* _Problem details_:
In the entries below, revise the lines from the one containing "of the grassy" through the one containing "point(105, 371)" by replacing "shallow water" with "standing water". Reproduce only those lines, with everything else unchanged.

* _Data supplied_:

* * * *

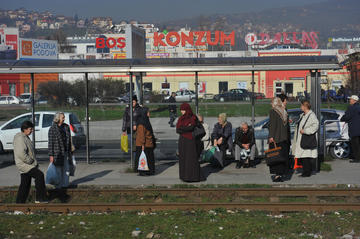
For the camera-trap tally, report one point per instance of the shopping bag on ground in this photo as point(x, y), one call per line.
point(72, 166)
point(143, 165)
point(207, 156)
point(124, 143)
point(273, 156)
point(52, 176)
point(219, 157)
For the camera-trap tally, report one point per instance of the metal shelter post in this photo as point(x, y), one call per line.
point(315, 101)
point(252, 98)
point(132, 163)
point(197, 92)
point(87, 118)
point(33, 107)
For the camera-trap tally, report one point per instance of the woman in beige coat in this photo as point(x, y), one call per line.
point(308, 124)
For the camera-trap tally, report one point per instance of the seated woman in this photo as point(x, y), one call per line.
point(222, 135)
point(245, 147)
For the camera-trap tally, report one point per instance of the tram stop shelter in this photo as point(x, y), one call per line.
point(139, 67)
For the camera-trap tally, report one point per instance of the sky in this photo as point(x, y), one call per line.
point(149, 10)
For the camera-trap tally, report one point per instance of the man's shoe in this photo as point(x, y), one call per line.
point(41, 201)
point(238, 164)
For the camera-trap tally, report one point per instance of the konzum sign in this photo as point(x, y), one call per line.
point(199, 38)
point(110, 42)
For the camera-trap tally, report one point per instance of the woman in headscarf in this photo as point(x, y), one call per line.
point(189, 167)
point(279, 134)
point(145, 141)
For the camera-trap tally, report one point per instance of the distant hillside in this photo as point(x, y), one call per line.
point(332, 18)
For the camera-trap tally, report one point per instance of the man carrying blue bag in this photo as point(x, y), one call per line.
point(24, 155)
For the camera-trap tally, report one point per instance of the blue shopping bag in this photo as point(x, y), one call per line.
point(52, 176)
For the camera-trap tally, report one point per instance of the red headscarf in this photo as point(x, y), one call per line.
point(186, 119)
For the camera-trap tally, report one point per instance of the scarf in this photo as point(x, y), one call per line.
point(279, 108)
point(186, 119)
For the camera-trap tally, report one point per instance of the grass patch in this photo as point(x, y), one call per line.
point(218, 223)
point(325, 167)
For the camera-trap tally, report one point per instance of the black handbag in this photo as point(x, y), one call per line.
point(308, 141)
point(199, 131)
point(273, 156)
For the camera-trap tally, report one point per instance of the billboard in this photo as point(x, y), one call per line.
point(38, 49)
point(9, 37)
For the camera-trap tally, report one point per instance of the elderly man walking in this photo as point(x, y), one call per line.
point(352, 117)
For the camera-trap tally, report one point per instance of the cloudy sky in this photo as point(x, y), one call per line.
point(149, 10)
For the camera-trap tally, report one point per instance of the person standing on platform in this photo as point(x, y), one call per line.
point(172, 109)
point(279, 134)
point(145, 141)
point(24, 155)
point(352, 117)
point(126, 130)
point(308, 125)
point(189, 166)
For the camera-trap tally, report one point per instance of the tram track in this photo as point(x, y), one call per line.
point(315, 199)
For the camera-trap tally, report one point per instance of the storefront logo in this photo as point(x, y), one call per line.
point(308, 39)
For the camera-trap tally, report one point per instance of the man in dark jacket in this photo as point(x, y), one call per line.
point(245, 146)
point(172, 109)
point(352, 117)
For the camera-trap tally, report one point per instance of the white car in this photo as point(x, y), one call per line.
point(25, 98)
point(183, 96)
point(6, 100)
point(43, 121)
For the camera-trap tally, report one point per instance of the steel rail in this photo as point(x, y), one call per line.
point(112, 207)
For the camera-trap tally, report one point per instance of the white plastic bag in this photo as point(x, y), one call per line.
point(72, 166)
point(52, 176)
point(143, 166)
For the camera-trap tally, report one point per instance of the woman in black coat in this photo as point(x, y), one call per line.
point(279, 134)
point(189, 166)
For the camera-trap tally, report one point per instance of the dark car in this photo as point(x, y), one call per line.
point(108, 99)
point(233, 95)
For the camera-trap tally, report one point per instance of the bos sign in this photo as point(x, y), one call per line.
point(38, 49)
point(308, 39)
point(197, 38)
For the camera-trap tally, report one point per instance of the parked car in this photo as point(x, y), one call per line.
point(107, 99)
point(335, 131)
point(6, 100)
point(43, 121)
point(233, 95)
point(25, 98)
point(183, 96)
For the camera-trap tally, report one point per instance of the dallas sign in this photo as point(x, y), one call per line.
point(308, 39)
point(197, 38)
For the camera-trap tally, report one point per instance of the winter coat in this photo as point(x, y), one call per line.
point(224, 132)
point(352, 117)
point(239, 136)
point(58, 146)
point(172, 108)
point(24, 153)
point(277, 129)
point(206, 139)
point(126, 117)
point(311, 127)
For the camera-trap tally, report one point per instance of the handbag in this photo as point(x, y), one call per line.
point(199, 131)
point(143, 165)
point(52, 176)
point(308, 141)
point(124, 143)
point(273, 156)
point(72, 166)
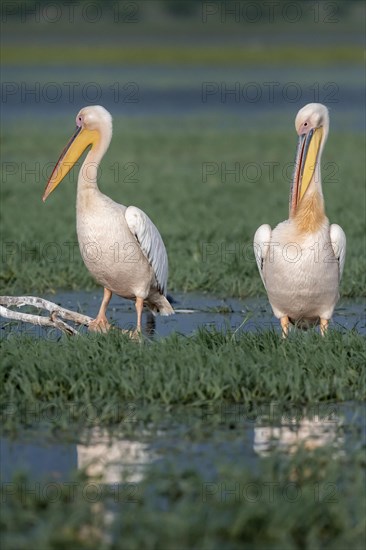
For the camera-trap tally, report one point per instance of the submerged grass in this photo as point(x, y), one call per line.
point(107, 371)
point(307, 500)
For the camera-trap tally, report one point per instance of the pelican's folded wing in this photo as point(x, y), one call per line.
point(150, 242)
point(262, 239)
point(338, 240)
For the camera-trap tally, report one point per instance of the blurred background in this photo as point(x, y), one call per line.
point(203, 96)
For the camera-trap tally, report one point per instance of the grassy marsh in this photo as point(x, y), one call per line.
point(172, 160)
point(108, 370)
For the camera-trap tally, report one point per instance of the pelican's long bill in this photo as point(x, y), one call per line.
point(76, 146)
point(306, 156)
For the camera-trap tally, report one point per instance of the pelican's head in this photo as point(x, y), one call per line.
point(93, 127)
point(312, 126)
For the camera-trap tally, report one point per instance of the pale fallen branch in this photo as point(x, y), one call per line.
point(41, 320)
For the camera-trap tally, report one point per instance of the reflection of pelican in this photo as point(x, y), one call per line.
point(308, 433)
point(113, 460)
point(121, 246)
point(301, 260)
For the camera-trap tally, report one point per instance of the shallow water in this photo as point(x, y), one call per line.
point(205, 440)
point(193, 311)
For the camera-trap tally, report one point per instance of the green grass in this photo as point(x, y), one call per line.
point(207, 226)
point(181, 55)
point(105, 371)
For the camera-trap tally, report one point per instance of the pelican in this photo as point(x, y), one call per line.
point(120, 246)
point(301, 260)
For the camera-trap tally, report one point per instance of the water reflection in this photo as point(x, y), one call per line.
point(309, 434)
point(113, 460)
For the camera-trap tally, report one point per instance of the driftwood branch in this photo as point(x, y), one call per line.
point(41, 320)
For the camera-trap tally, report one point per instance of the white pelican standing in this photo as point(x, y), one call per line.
point(120, 246)
point(301, 261)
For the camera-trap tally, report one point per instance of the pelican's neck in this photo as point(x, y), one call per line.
point(88, 175)
point(309, 214)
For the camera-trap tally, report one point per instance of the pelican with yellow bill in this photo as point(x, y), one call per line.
point(301, 260)
point(129, 256)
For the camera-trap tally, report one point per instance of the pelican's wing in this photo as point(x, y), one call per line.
point(262, 239)
point(150, 242)
point(338, 241)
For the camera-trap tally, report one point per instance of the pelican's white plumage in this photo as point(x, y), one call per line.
point(120, 246)
point(301, 260)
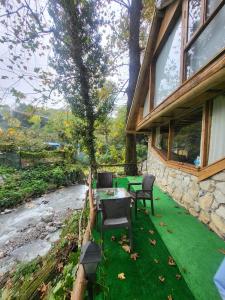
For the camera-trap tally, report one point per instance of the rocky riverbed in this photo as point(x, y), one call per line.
point(30, 230)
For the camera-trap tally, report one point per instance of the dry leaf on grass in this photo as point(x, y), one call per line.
point(152, 242)
point(121, 276)
point(126, 248)
point(162, 224)
point(222, 251)
point(161, 278)
point(60, 267)
point(178, 276)
point(134, 256)
point(171, 261)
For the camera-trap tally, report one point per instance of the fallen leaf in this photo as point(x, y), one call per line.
point(121, 276)
point(162, 224)
point(134, 256)
point(126, 248)
point(222, 251)
point(152, 242)
point(171, 261)
point(161, 278)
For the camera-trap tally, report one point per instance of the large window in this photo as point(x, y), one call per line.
point(217, 137)
point(194, 17)
point(210, 42)
point(146, 105)
point(161, 139)
point(186, 141)
point(167, 69)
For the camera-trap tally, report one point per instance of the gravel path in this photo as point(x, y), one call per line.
point(28, 231)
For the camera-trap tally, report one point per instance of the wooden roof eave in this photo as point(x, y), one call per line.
point(145, 69)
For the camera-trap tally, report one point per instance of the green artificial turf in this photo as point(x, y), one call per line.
point(193, 246)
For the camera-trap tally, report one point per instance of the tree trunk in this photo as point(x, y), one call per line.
point(134, 67)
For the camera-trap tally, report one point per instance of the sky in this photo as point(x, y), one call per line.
point(9, 77)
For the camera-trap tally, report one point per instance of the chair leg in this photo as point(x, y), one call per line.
point(152, 207)
point(135, 208)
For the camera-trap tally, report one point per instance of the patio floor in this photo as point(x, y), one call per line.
point(177, 234)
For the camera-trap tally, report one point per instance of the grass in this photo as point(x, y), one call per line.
point(189, 242)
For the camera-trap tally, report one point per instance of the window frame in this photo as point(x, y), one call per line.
point(204, 147)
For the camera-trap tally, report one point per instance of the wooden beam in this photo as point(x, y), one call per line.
point(191, 90)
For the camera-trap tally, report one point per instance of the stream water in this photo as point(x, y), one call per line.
point(30, 230)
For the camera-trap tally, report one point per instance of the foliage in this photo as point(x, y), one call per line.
point(24, 184)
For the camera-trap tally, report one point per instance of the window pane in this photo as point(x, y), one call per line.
point(194, 16)
point(211, 6)
point(146, 105)
point(161, 138)
point(186, 141)
point(167, 73)
point(208, 44)
point(217, 145)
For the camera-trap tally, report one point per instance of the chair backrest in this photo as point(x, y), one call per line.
point(117, 208)
point(147, 183)
point(105, 180)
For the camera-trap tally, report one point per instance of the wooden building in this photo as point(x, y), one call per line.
point(180, 102)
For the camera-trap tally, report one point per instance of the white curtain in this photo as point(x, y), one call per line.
point(217, 138)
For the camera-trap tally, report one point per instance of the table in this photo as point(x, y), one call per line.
point(101, 194)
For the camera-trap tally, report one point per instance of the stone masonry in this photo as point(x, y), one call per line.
point(204, 200)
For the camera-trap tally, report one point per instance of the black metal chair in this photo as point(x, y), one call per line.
point(116, 214)
point(105, 180)
point(146, 193)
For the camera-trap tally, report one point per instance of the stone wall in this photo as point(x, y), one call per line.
point(205, 199)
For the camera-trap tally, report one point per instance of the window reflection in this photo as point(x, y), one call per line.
point(210, 42)
point(194, 16)
point(167, 73)
point(161, 138)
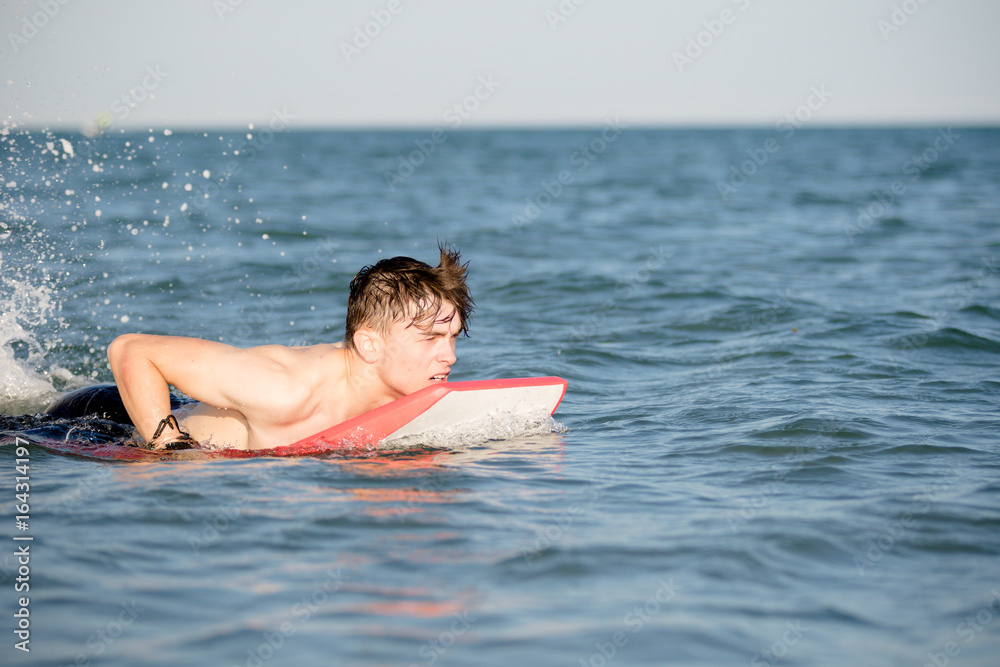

* * * *

* _Solved exercise_:
For the camera-trap tally, report one point per instance of the grassy marsh in this photo as point(x, y), one call per line.
point(172, 160)
point(108, 370)
For the camera-trap tally, report one point per instance of the pelican's long bill in this photo as point(x, y), one call per line.
point(76, 146)
point(306, 156)
For the camera-trap tally, report one point per instance of the pelican's head in this photo as point(x, y), one call per line.
point(93, 127)
point(312, 126)
For the camera-trap tally, report one point per instance of the pale fallen branch in this photo as point(x, y), one call per line.
point(41, 320)
For the camera-trap tally, report one point per instance of the reflection of pelican in this photo as point(x, y), one call per line.
point(308, 433)
point(113, 460)
point(121, 246)
point(301, 260)
For the camera-trap tally, report one point per instance of the standing water in this photo as point(x, y), one call per line.
point(205, 440)
point(193, 311)
For the camera-trap tally, report one point per instance of the green grass in this photo as point(x, y), one call per line.
point(207, 226)
point(181, 55)
point(105, 371)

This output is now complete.